• [Complete the following]
**A)** List the materials the forum thread says one poster sees in a piano.
**B)** In the forum thread, how far out does 1skrewsloose try to find canned goods?

*** Source extract Section Begins ***

Try learning to do the things people pay for, then get out into the community.

A good start is to know what goes "into stuff" so you know what you can get from it. You see paino, I see wood surfaces, ivory keys, piano wire and metal. You see Analog TV I see electronics, cathode ray tube wiring, magnets etc..


Try ATeam and macguyver.


----------



## Swedishsocialist (Jan 16, 2015)

Stuff and things are one thing and might be good to have. But, also start with you body, learn to walk with a backpack and make those walks long. Then you learn to value less stuff and to keep to the most essential things. In my opinion, get in shape is a priority.


----------



## Medic33 (Mar 29, 2015)

listen to the swede -defiantly get yourself in shape.
get some 1st aid classes , maybe some dendrology( huge help with finding eatable plants) , maybe if they have any some primitive living/skills (they used to offer them at a local college were I am from) in other words learn skills -these can reduce your dependence on other stuff, lighten your load ,help with everyday things, and so many 1000's of other reasons if not just because it may be fun.


----------



## 1skrewsloose (Jun 3, 2013)

Lots of great ideas. I just don't have the time. easier for me to know the staples I use every week, put back on the list, and wait for sales. Need one buy two. BTW, cause on sale canned goods for the most part are ready to be dumped, not true, I know. I try to find canned goods at least 3 years out.


----------



## Spice (Dec 21, 2014)

*** Source extract Section Ends ***
*** Data listing Section Begins ***

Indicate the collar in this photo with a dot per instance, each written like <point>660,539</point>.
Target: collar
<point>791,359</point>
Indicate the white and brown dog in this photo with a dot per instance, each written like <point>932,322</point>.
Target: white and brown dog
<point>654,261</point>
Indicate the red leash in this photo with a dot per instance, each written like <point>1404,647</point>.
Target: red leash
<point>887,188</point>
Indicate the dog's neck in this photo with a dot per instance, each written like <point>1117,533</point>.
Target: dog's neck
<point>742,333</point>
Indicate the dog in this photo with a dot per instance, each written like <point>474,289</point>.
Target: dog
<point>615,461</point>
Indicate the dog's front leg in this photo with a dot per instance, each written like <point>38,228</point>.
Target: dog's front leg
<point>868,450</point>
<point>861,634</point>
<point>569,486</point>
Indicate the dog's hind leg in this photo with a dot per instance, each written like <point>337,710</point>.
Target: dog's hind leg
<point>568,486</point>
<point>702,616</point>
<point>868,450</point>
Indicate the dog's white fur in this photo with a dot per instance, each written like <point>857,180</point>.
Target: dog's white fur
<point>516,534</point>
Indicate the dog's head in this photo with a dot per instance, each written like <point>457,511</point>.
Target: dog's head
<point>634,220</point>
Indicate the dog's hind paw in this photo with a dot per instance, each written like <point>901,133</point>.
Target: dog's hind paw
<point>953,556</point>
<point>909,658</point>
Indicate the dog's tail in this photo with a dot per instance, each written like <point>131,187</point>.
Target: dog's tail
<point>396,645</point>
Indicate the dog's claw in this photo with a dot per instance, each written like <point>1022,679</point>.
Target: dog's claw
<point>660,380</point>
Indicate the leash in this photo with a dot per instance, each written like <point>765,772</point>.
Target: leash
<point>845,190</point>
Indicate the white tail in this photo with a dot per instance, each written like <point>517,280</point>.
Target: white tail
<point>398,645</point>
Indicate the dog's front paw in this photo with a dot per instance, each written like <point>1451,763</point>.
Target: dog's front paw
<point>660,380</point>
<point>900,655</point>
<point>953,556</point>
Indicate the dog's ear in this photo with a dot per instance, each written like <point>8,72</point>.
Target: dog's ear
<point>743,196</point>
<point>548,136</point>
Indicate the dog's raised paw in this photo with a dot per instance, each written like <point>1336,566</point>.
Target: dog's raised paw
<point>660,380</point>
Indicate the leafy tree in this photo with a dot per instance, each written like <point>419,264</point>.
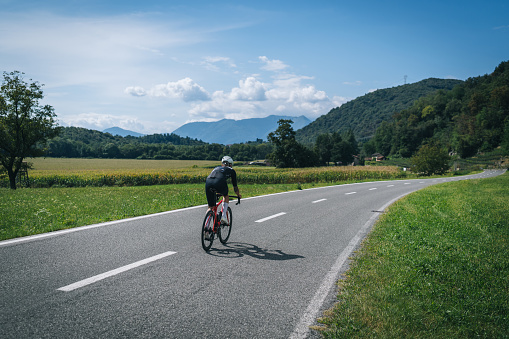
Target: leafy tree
<point>287,151</point>
<point>430,159</point>
<point>24,124</point>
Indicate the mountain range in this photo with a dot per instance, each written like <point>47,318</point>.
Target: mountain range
<point>122,132</point>
<point>228,131</point>
<point>364,114</point>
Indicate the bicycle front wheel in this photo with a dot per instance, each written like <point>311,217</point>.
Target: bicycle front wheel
<point>225,230</point>
<point>207,236</point>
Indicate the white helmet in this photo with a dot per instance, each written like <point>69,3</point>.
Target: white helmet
<point>227,160</point>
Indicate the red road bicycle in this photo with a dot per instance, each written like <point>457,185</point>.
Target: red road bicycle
<point>212,225</point>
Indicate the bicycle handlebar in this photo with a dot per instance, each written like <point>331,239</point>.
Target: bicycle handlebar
<point>231,196</point>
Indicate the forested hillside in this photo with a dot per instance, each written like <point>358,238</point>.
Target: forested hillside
<point>472,118</point>
<point>364,114</point>
<point>76,142</point>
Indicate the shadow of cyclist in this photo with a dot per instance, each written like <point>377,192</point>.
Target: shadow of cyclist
<point>238,250</point>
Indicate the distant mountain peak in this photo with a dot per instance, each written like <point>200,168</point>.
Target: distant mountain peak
<point>229,131</point>
<point>122,132</point>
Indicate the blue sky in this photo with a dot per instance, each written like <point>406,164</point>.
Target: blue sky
<point>151,66</point>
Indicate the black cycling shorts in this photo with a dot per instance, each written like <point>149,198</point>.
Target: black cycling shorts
<point>219,185</point>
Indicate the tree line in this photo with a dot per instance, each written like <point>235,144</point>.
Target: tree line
<point>471,118</point>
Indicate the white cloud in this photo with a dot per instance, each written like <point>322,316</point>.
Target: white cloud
<point>136,91</point>
<point>272,65</point>
<point>185,89</point>
<point>211,63</point>
<point>249,90</point>
<point>102,121</point>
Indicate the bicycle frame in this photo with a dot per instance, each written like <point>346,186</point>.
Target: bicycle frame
<point>217,217</point>
<point>212,225</point>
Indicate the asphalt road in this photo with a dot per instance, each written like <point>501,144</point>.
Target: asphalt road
<point>148,277</point>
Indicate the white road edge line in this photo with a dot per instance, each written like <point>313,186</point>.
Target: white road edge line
<point>271,217</point>
<point>307,319</point>
<point>111,273</point>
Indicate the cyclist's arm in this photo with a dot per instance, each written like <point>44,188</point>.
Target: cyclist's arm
<point>234,183</point>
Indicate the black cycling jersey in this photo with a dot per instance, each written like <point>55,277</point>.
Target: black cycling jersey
<point>224,172</point>
<point>216,182</point>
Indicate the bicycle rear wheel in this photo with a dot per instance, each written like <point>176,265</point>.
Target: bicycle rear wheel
<point>207,236</point>
<point>225,230</point>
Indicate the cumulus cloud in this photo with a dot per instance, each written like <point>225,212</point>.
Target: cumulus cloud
<point>136,91</point>
<point>185,89</point>
<point>272,65</point>
<point>102,121</point>
<point>285,93</point>
<point>249,90</point>
<point>211,63</point>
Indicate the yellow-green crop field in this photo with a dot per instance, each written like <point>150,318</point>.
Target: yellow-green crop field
<point>68,193</point>
<point>56,172</point>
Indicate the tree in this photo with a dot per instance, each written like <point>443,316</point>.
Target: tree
<point>430,159</point>
<point>287,151</point>
<point>24,124</point>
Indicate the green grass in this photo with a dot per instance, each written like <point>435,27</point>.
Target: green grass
<point>435,266</point>
<point>38,210</point>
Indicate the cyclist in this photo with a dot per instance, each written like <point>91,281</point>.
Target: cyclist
<point>216,182</point>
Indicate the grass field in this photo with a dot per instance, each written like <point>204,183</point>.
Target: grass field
<point>54,172</point>
<point>435,266</point>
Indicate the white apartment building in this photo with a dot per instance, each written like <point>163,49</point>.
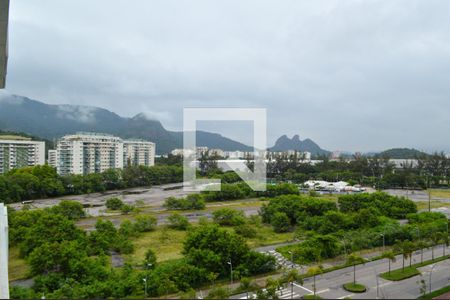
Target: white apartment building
<point>86,153</point>
<point>52,159</point>
<point>138,152</point>
<point>18,152</point>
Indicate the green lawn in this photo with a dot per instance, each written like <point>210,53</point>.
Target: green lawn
<point>266,236</point>
<point>440,193</point>
<point>354,287</point>
<point>311,297</point>
<point>400,274</point>
<point>166,243</point>
<point>435,293</point>
<point>423,205</point>
<point>17,267</point>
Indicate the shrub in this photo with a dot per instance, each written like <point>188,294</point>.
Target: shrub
<point>228,217</point>
<point>193,201</point>
<point>177,221</point>
<point>114,203</point>
<point>145,223</point>
<point>126,209</point>
<point>71,209</point>
<point>280,222</point>
<point>245,230</point>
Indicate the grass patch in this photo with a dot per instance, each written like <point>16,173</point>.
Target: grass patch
<point>440,193</point>
<point>354,287</point>
<point>422,205</point>
<point>266,236</point>
<point>167,244</point>
<point>311,296</point>
<point>17,267</point>
<point>400,274</point>
<point>435,293</point>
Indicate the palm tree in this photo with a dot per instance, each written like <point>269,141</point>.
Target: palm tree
<point>444,240</point>
<point>247,285</point>
<point>291,277</point>
<point>390,257</point>
<point>421,245</point>
<point>353,260</point>
<point>314,271</point>
<point>435,238</point>
<point>406,249</point>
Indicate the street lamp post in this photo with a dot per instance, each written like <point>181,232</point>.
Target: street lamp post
<point>345,248</point>
<point>145,286</point>
<point>231,270</point>
<point>431,272</point>
<point>292,258</point>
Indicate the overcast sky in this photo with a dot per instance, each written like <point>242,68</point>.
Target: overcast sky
<point>351,75</point>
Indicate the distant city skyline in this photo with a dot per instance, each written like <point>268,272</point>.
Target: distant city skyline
<point>352,76</point>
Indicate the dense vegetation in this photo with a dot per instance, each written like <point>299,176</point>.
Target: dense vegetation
<point>68,262</point>
<point>43,181</point>
<point>379,171</point>
<point>357,222</point>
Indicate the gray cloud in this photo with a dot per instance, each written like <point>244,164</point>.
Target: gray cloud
<point>352,75</point>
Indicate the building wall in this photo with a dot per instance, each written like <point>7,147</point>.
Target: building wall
<point>86,153</point>
<point>4,11</point>
<point>137,152</point>
<point>20,153</point>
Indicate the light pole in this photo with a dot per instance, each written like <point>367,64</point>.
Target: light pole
<point>231,270</point>
<point>345,248</point>
<point>431,272</point>
<point>145,286</point>
<point>292,258</point>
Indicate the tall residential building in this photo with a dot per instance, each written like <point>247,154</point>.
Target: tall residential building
<point>52,159</point>
<point>18,152</point>
<point>85,153</point>
<point>138,152</point>
<point>4,12</point>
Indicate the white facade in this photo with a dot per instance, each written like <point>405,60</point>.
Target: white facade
<point>86,153</point>
<point>52,159</point>
<point>138,152</point>
<point>18,152</point>
<point>4,283</point>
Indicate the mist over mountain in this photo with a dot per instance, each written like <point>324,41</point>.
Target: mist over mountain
<point>284,144</point>
<point>21,114</point>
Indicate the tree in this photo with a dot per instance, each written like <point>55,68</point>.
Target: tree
<point>291,277</point>
<point>406,248</point>
<point>247,285</point>
<point>114,203</point>
<point>390,256</point>
<point>434,238</point>
<point>314,271</point>
<point>353,260</point>
<point>218,293</point>
<point>150,259</point>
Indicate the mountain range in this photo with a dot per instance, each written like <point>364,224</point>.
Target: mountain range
<point>21,114</point>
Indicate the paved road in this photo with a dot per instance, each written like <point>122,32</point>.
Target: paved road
<point>329,285</point>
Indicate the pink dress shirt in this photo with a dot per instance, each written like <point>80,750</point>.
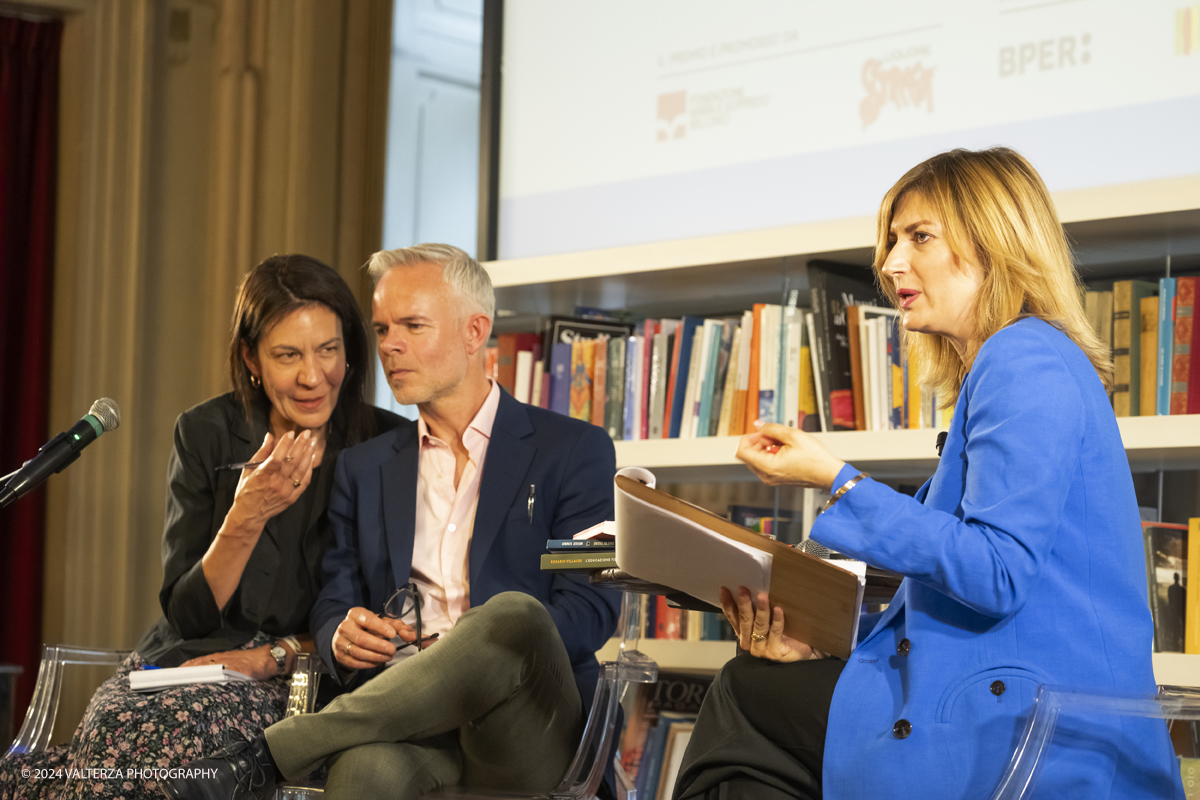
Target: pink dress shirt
<point>445,518</point>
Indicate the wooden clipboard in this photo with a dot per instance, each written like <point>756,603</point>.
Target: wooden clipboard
<point>820,600</point>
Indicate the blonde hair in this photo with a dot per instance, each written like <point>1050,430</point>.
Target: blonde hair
<point>994,204</point>
<point>461,272</point>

*** Data listing Section Ends ***

• [Answers for the tasks]
**A)** wood surfaces, ivory keys, piano wire, metal

**B)** At least 3 years out.